▸ **WHAT TO WORK ON**
All lines between the start of the listing below and the line containing "Diagnostic imaging module: highlight the small", inclusive, must be repeated exactly.

= Beginning of Section =

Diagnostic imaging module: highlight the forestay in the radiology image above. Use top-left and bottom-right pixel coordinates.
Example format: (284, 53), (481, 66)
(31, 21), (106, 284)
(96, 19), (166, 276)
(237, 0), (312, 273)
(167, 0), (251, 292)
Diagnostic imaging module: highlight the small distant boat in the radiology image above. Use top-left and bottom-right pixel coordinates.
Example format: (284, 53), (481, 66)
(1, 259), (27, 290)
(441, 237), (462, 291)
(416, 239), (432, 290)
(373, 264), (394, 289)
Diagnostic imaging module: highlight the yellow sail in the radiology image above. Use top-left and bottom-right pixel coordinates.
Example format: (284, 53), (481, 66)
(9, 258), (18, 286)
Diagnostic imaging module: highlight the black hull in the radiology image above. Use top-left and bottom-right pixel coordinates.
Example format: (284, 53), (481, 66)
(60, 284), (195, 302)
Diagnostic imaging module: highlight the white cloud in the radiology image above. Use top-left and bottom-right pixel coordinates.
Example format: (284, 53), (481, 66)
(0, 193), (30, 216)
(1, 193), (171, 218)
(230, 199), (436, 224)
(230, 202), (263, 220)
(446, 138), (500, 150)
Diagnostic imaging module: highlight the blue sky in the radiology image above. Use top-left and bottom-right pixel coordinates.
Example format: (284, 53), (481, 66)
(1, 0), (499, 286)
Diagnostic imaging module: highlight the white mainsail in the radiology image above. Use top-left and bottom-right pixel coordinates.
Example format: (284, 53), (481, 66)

= End of Section =

▸ **EXERCISE RESULT**
Diagnostic imaging module: highlight the forestay in the radiology image above. Use top-left and bottom-right pixel coordinates.
Example format: (284, 53), (481, 66)
(31, 21), (106, 284)
(96, 19), (166, 276)
(237, 0), (312, 273)
(167, 0), (251, 292)
Diagnostic imaging module: highlight the small distant boat in the radiology image above. Use top-left and bottom-right pixel coordinates.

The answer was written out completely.